[EXERCISE REQUIREMENTS]
**A.** Say whether each statement agrees with the editing post, answering yes or no and quoting the words of the text that decide it: (i) the writer rewrote nearly all of The Aldersgate; (ii) Queen of None is told from several points of view; (iii) the writer usually reaches a daily goal of 1K.
**B.** Write the next part of the editing post, picking up right after its final sentence.

McGlut: *glub, glub, glub*

Textual nightmares: or, some ways you can not suck at editing by learning from my mistakes

Writing novels is not my problem. My output has only improved in the last few years, and I’ve finally moved beyond the whining about not having time, or making every excuse in the world not to write stage. Those were big hurdles for me, and I’m proud of the accomplishment. I generally make my 1K goal every day, with a few exceptions, and I love telling the stories.

So what’s the problem, right?

Unfortunately, what’s resulted is lots of first drafts, and not completed novels. As a writer who fumbles around in the dark putting pieces together, this is truly problematic as editing, the next step in the process, just opens up all sorts of new and strange writing problems and therefore, inevitably, leads me toward a complete creative freeze.

I have approached editing three drastically different ways for the last three completed drafts. With The Aldersgate, I rewrote everything. I think I saved just over 3K of the original 100K book, and ended up somewhere around 150K (which is still too long). With Pilgrim of the Sky I did a direct edit, three times through; didn’t re-write, so much as restructured. This worked well, but burned me out, and literally left textual imprints on my retinas.

Then came Queen of None. I wrote this book in about five weeks, just after my sister’s cancer diagnoses. Read: therapy. After finishing the edits on Pilgrim I went right to it, and was disappointed by pretty much the entire book, or at least the chapters I’d managed to get through.

  • Mistake #1 – I should have re-read the entire thing, without editing (and trying not to think about editing) before I went about the deed. It would have given me access to the better parts of the book, and I would have been a better judge of the story overall, rather than each chapter in succession. Because parts of it are not good, or even worth keeping, and that completely overwhelmed me.
  • Mistake #2 – I should have thought harder about my narrative perspective. Hands down, Queen of None was the easiest book I’ve ever written. Hell, after the 8 POVs in The Aldersgate it was a cakewalk. But the awesome thing about multi-POV is that when you get tired of one voice, you just move right along. Not so with first-person. I have found myself loathing, admiring, despising, and loving Anna Pendragon. I chose first person because I wanted it to be her story. She’s Arthur’s sister, for goodness sakes, she deserves to tell it her way! I’m just not sure I knew what I was getting into at the time.

[DATA EXTRACTS]

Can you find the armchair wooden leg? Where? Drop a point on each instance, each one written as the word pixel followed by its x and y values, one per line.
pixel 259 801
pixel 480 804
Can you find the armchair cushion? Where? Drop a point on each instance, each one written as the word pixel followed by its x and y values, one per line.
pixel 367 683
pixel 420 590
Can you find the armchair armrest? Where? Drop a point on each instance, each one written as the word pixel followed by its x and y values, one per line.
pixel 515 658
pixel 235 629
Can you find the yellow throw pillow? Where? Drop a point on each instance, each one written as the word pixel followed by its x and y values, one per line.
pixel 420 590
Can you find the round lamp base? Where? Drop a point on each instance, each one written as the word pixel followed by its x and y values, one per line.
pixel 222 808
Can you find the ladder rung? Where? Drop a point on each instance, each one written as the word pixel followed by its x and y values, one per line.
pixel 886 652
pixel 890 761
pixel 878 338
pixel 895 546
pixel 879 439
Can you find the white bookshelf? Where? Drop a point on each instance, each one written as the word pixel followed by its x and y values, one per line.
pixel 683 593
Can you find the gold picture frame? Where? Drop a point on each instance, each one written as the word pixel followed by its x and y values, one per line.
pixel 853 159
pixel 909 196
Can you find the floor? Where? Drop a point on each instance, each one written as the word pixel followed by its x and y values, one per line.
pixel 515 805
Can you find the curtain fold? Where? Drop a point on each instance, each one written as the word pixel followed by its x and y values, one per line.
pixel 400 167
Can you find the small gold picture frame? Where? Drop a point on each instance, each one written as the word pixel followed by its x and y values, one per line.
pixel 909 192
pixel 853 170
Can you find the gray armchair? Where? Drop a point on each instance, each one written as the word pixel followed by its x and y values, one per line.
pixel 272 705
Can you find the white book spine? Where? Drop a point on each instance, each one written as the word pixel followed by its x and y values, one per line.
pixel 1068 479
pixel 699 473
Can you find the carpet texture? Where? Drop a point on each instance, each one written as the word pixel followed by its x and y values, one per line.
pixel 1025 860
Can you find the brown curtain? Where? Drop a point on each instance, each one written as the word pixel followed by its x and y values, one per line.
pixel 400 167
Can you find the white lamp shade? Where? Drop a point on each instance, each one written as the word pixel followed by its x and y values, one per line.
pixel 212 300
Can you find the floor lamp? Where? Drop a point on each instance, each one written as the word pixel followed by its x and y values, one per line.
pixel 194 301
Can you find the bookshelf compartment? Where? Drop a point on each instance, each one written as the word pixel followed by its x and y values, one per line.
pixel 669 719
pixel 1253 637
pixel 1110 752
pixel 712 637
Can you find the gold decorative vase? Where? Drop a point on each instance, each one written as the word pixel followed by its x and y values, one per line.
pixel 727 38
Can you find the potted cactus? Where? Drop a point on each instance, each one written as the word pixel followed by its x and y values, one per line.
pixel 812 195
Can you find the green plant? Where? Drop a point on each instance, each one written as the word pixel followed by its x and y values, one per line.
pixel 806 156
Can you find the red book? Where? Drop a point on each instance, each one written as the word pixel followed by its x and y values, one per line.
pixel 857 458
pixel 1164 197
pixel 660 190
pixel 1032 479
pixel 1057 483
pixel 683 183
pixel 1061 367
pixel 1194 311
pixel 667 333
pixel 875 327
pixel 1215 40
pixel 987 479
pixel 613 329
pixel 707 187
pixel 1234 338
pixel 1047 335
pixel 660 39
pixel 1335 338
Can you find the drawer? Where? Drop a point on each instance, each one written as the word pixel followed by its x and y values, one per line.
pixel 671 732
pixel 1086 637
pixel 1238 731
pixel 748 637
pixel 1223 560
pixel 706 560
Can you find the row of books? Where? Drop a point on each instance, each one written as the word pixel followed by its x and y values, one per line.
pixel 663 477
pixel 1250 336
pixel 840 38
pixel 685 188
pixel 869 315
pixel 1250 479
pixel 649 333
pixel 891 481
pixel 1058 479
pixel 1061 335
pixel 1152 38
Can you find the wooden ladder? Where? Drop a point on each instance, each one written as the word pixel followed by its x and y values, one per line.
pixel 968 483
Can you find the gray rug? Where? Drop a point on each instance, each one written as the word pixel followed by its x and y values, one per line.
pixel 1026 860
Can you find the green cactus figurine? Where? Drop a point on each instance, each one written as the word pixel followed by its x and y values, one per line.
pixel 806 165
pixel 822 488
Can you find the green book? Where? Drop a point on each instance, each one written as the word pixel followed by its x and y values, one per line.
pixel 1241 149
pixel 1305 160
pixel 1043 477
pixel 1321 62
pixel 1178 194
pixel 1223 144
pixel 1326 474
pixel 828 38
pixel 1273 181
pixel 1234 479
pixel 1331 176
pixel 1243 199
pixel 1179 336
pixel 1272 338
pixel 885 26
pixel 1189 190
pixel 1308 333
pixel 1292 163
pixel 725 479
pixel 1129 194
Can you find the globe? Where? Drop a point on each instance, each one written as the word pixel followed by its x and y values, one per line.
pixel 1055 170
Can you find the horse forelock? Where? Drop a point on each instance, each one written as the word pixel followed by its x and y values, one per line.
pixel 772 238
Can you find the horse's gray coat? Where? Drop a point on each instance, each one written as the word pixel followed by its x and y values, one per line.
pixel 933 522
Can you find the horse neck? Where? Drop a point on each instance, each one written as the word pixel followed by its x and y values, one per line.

[WRITTEN RESPONSES]
**A.**
(i) Yes: "With The Aldersgate, I rewrote everything."
(ii) No: "I chose first person because I wanted it to be her story."
(iii) Yes: "I generally make my 1K goal every day, with a few exceptions"

**B.**
  • Mistake #3 – I also let so-called edited chapters out before I should have, sharing with some other writers. While this is a good thing–sharing, yes!–I was a little too enthusiastic, and rather than ask myself the harder questions and really shake up my edits, I ended up being overwhelmed by the feedback. Not that it was all bad; it was simply a bad move considering the shoddy framework that I’d already built around me.
  • Mistake #4 – I just let myself get the better of… uh, myself. Instead of rising to the challenge, I grumbled, I buckled, I put it away. I did not champion on, I did not do better; no, I folded. Now I’m standing in front of Queen of None again. It’s been up and down the last few days, but I’m still making slow progress.
  • Mistake #5 – You know when people say to work on something else if one particular work is giving you issues? Well, that’s well and good, unless you end up with seven unfinished short stories and three unfinished novels in various states of disrepair. There’s a point of utter saturation, where, in my case anyway, the brain is no longer capable of focusing on one thing and, therefore, giving it the attention it deserves. It’s a kind of mental multi-personality disorder, from a textual perspective anyway.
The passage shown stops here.